-- Task details --
Scan the records for the word "tent". Copy each line that includes it.

-- Excerpted records --

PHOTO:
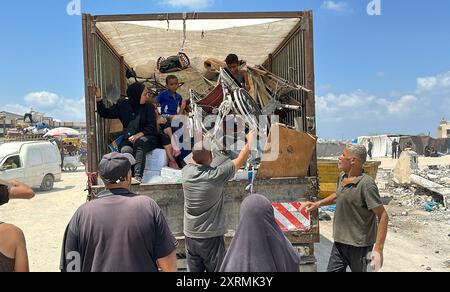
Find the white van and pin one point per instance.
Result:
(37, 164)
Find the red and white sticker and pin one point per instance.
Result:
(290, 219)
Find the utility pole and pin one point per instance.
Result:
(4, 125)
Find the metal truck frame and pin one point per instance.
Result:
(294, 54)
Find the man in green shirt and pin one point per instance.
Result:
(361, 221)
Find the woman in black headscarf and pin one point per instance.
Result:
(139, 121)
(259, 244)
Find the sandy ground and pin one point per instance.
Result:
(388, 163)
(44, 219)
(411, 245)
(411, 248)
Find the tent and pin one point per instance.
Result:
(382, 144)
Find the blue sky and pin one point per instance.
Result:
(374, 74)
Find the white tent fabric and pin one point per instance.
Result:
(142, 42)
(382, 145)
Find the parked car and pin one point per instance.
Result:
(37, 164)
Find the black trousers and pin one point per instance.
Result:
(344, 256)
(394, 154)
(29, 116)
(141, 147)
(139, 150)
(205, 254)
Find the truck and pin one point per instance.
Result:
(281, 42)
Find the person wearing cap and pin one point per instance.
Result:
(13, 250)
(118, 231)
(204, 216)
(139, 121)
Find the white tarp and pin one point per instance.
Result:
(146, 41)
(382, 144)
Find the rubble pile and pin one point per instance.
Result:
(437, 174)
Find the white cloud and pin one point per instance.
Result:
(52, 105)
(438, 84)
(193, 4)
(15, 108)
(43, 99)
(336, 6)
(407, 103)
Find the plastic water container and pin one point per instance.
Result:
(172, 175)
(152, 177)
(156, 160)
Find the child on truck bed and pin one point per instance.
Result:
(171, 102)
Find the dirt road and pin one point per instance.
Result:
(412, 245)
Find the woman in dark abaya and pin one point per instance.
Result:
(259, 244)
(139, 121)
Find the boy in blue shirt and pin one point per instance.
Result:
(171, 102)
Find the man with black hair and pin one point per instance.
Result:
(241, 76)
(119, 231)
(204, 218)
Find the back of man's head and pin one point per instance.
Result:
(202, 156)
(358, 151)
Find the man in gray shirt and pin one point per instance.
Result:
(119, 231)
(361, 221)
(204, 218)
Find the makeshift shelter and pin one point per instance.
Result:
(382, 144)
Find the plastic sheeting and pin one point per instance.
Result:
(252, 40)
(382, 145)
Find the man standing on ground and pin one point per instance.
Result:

--

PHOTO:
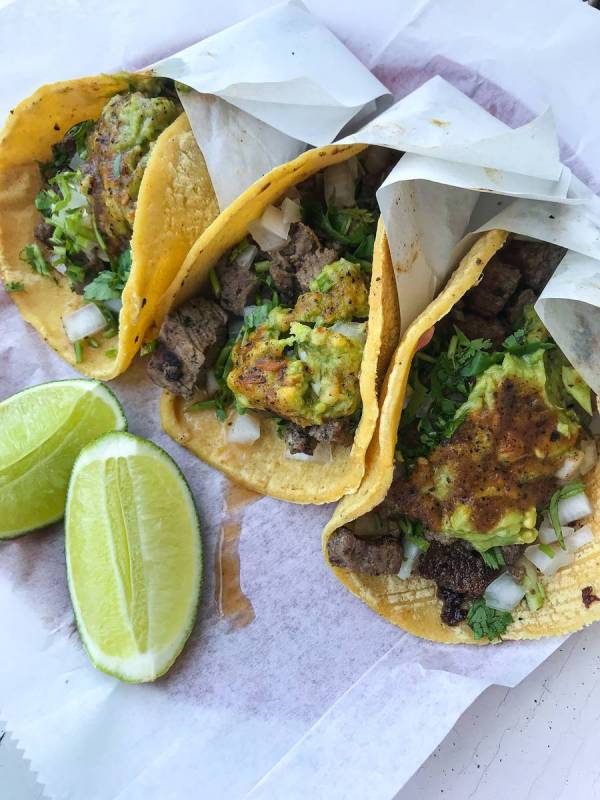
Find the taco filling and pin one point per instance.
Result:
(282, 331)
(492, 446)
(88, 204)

-- Exercise answer --
Find the tent and pin one point per instance.
Find the white tent fabric and pin one point per instance.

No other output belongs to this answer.